** Work required **
Find each line in the items below that contains the word "then" and copy those lines out in full.

** Dataset content **

· · · · ·

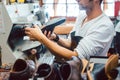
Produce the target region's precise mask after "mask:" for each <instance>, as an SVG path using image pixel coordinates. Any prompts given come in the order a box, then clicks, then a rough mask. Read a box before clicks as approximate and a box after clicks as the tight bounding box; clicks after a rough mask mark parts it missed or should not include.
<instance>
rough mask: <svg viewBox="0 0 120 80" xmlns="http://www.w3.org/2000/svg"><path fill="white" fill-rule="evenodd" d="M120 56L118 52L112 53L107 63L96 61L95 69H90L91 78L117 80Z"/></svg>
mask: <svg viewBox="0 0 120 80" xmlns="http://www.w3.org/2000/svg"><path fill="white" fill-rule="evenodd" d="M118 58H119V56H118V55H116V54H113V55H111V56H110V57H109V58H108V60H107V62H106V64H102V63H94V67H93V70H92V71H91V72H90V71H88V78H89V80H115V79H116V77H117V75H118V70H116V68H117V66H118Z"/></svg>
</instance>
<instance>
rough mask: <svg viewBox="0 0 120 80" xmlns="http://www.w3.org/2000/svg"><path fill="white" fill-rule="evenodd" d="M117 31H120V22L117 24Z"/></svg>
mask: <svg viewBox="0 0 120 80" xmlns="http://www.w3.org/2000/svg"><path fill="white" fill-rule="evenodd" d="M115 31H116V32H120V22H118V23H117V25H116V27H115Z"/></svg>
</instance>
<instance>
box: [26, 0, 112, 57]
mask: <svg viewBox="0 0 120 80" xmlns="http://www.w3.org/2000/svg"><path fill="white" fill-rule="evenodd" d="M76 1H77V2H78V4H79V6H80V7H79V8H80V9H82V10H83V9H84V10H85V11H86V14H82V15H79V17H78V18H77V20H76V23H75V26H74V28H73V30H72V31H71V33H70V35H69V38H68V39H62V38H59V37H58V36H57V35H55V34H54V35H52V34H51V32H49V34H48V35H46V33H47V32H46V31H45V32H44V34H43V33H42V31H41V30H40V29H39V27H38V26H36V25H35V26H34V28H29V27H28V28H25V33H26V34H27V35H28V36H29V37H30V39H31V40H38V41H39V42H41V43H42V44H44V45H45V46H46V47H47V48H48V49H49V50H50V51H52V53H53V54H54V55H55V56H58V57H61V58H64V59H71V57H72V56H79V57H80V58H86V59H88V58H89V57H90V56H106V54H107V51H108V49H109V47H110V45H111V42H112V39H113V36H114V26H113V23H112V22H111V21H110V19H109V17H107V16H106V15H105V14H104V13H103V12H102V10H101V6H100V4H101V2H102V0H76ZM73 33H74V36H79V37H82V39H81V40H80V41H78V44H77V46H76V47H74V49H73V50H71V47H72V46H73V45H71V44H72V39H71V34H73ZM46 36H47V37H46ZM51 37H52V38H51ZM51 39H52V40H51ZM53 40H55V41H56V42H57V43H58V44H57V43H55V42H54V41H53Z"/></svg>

· · · · ·

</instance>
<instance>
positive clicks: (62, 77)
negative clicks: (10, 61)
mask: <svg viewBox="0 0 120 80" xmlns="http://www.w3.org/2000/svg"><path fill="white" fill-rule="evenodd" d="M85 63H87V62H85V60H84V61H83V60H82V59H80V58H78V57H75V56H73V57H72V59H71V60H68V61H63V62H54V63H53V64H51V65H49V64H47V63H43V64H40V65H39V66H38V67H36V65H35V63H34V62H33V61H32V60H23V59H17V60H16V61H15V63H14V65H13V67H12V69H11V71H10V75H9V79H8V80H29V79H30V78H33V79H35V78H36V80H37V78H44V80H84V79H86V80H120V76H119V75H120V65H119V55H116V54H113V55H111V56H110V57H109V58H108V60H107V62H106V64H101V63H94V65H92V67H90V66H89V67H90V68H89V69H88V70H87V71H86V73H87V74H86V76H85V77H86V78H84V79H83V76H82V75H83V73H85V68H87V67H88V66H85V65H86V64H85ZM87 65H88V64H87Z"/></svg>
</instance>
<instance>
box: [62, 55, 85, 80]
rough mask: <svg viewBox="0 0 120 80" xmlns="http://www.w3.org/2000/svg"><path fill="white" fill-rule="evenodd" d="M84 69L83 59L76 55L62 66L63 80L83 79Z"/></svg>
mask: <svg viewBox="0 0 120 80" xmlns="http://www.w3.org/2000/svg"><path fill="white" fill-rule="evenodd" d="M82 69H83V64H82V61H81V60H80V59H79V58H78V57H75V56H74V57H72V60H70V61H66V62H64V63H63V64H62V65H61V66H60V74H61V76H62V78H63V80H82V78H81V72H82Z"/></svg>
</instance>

· · · · ·

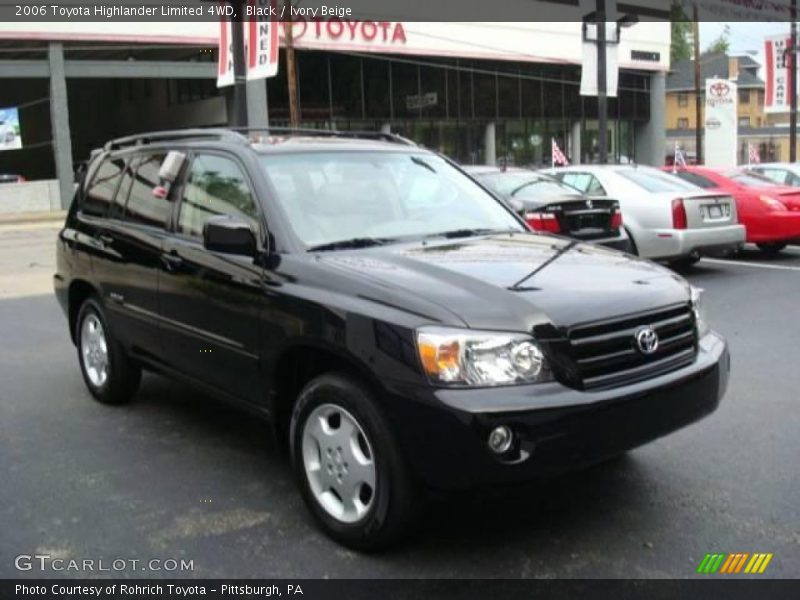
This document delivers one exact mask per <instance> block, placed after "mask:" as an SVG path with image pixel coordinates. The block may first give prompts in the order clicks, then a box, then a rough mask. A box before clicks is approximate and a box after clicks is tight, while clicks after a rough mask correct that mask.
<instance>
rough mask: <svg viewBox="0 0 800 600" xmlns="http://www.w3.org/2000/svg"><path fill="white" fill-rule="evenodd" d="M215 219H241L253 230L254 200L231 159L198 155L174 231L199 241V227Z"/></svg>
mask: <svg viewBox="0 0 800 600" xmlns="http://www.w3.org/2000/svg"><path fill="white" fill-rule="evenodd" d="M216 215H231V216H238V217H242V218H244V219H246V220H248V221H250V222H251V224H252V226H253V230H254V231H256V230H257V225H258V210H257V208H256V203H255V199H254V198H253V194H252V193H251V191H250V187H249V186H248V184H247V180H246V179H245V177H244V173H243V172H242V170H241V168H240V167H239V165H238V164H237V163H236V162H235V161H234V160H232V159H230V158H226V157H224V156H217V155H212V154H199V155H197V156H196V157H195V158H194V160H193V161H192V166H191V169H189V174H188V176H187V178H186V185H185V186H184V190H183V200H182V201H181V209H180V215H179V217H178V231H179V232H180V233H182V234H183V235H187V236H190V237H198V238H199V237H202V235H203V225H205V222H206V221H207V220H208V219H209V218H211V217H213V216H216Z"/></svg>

· · · · ·

** Solved exercise **
Produce the target region's precise mask after "mask:" for each <instance>, as an SVG path using image pixel coordinates. Any prompts given come in the order a box, then clicks, then a rough mask. Read a box before clicks as approximate and a box after clicks as the tight bounding box; clicks after a rough mask mark parts it missed or should not include.
This document delivers one exact mask per <instance> block, placed after "mask:" as an SVG path with image pixel coordinates. The block may first give prompts in the order clicks, then a box, then a rough mask. A box before clicks is approximate and a box after clicks is tight, while clicks after a rough mask correct that mask.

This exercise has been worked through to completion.